→ **WRITTEN EXERCISE**:
Count the lines in the data below that contain the string "fence", matching case exactly, and give only the number.
[START OF RECORDS FOR THE EXERCISE]
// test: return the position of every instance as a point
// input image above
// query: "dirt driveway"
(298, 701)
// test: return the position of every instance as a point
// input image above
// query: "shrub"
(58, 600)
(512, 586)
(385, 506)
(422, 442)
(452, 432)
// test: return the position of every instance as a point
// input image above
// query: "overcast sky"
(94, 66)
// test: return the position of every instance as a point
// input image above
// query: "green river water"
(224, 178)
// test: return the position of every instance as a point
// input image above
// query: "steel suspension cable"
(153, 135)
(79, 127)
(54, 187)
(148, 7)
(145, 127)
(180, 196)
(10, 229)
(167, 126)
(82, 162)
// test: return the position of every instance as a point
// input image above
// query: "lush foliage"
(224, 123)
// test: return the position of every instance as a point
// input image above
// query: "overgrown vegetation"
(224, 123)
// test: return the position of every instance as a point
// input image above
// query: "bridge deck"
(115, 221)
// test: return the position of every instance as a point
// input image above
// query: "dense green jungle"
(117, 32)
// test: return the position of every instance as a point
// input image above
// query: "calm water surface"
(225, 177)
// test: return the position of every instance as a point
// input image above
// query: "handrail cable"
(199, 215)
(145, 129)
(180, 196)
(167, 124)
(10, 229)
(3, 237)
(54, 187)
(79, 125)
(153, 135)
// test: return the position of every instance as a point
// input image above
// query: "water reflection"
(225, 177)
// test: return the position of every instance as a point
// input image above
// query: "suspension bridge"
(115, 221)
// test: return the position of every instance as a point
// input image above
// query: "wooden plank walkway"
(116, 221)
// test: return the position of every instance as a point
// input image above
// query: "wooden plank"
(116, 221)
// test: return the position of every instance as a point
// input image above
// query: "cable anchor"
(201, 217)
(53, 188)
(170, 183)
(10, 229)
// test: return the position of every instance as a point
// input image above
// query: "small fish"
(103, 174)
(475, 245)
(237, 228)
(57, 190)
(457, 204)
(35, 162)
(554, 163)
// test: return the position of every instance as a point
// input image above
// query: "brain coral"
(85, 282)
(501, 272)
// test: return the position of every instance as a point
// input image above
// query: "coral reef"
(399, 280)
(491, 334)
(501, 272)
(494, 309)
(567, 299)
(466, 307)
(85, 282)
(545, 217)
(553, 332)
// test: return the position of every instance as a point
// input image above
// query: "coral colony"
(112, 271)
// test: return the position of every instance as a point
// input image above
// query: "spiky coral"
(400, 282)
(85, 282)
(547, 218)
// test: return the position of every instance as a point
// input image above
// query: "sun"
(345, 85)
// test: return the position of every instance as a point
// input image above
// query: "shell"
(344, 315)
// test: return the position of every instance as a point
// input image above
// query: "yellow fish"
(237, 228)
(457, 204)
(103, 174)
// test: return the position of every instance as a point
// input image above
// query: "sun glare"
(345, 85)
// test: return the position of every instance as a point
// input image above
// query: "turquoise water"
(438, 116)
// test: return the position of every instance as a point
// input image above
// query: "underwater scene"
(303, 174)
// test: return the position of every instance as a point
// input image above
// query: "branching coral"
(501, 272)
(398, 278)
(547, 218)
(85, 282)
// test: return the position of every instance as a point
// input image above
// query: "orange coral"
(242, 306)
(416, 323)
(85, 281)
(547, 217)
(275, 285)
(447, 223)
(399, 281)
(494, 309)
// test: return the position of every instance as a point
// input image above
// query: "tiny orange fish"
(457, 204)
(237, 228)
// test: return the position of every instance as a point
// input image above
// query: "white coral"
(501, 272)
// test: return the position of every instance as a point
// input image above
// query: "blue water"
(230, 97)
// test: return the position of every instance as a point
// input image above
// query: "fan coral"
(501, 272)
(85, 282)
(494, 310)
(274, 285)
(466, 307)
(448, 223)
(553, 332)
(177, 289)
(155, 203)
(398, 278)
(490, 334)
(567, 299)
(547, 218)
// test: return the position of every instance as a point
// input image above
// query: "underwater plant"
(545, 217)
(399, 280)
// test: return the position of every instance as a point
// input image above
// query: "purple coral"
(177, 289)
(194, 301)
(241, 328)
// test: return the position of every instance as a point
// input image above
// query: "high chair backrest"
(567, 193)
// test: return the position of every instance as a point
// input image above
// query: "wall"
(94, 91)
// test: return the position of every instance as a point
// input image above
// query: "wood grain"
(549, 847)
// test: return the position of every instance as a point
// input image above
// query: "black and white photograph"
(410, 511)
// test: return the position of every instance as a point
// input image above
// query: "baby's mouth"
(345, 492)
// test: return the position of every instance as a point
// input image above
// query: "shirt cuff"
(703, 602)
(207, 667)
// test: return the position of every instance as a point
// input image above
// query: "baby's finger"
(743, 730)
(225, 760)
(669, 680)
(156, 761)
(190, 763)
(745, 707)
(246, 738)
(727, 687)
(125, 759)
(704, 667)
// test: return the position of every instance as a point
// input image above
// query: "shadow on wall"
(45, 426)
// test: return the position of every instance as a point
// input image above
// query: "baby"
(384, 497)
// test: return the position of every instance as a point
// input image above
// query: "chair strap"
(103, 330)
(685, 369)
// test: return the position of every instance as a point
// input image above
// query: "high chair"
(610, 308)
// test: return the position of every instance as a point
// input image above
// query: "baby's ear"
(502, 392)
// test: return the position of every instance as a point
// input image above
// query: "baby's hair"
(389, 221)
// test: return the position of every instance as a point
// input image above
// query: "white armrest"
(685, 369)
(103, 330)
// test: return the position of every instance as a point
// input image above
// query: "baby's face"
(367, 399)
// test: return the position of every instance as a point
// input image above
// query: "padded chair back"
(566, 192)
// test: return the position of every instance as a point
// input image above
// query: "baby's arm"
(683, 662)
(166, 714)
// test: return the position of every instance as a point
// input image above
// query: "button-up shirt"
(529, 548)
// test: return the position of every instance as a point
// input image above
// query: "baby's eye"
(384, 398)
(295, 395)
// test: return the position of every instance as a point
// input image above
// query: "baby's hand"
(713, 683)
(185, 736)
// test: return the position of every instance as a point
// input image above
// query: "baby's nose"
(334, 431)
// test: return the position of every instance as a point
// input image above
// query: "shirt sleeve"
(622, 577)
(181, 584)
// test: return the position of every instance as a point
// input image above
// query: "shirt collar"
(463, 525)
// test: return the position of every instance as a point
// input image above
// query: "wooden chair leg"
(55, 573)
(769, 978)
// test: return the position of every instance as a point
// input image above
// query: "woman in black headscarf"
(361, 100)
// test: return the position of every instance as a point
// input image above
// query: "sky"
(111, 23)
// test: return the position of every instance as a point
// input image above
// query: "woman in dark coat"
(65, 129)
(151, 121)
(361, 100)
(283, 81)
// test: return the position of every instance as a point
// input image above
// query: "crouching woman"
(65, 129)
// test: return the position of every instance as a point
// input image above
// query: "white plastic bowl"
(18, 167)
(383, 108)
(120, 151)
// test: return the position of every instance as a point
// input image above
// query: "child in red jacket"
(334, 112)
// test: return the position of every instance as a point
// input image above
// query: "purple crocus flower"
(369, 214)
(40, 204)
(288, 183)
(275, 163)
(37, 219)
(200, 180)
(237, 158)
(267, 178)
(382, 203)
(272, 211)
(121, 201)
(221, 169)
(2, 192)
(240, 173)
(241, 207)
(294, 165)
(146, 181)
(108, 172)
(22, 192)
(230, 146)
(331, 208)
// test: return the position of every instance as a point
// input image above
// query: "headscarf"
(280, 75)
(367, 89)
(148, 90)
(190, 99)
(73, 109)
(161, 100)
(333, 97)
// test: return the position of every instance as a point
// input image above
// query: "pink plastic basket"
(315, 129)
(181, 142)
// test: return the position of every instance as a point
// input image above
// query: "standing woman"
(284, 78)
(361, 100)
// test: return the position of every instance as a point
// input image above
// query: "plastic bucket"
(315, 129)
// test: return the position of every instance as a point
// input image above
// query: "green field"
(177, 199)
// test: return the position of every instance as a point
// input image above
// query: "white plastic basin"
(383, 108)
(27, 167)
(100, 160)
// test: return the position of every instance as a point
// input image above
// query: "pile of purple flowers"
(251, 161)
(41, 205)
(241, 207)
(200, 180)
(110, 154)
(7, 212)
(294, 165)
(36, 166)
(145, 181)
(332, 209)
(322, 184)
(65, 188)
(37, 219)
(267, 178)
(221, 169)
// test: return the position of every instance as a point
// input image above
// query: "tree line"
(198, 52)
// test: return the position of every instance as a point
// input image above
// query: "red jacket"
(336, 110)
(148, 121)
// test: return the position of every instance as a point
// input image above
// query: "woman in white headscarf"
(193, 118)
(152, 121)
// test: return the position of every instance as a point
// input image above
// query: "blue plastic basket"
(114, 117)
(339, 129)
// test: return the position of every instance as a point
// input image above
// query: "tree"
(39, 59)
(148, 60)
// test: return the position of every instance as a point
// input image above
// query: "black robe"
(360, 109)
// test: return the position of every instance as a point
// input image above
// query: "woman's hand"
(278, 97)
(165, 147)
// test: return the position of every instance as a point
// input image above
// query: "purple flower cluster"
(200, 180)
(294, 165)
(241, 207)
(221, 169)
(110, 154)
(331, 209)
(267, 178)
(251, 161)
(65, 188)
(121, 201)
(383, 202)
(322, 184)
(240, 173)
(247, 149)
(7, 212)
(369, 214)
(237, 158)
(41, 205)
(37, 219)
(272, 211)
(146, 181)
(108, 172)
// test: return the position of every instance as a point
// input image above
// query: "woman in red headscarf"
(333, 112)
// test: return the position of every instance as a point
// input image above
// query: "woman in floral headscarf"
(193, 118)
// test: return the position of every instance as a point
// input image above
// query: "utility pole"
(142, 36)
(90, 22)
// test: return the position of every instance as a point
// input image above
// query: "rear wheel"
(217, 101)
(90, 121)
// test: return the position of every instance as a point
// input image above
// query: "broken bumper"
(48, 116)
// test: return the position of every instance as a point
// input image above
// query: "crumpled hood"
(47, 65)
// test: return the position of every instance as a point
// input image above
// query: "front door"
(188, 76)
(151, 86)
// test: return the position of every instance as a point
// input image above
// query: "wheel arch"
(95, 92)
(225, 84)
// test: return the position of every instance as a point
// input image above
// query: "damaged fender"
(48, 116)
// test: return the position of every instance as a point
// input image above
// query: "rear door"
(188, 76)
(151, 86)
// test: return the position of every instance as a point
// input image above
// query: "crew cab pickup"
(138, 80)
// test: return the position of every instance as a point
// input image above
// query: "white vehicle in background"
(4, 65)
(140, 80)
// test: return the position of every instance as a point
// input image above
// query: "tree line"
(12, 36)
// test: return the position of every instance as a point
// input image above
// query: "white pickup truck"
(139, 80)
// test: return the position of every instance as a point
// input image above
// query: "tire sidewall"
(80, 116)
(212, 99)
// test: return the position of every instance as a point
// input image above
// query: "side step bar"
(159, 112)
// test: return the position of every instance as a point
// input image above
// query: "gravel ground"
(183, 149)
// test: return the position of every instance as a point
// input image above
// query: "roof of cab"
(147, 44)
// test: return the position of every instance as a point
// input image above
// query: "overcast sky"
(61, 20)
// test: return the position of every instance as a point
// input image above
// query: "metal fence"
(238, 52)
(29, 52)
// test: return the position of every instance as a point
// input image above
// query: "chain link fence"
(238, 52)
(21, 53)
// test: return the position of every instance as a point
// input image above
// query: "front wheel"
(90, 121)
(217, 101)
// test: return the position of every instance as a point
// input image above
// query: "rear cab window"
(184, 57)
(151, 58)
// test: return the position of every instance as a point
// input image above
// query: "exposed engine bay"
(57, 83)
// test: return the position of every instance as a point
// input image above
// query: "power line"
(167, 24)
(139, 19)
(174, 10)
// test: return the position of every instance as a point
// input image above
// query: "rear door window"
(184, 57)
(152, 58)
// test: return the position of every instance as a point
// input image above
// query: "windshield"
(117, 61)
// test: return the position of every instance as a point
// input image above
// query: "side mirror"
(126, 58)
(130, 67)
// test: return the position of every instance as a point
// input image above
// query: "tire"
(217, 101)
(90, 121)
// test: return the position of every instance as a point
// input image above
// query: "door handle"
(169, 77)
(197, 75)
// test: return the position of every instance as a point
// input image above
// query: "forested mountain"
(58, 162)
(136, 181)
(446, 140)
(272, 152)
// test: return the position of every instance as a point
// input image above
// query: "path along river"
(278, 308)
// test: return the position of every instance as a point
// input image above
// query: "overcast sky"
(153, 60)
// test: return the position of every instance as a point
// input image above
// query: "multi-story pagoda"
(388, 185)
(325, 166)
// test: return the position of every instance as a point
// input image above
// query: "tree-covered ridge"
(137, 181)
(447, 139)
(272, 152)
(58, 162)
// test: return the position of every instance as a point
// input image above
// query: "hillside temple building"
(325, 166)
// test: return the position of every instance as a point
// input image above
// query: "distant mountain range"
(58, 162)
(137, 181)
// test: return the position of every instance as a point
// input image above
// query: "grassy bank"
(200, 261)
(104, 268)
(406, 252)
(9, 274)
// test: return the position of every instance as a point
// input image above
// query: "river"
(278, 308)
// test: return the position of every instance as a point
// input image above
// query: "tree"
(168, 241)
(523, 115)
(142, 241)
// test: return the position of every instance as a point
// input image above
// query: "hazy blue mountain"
[END OF RECORDS FOR THE EXERCISE]
→ **REPLY**:
2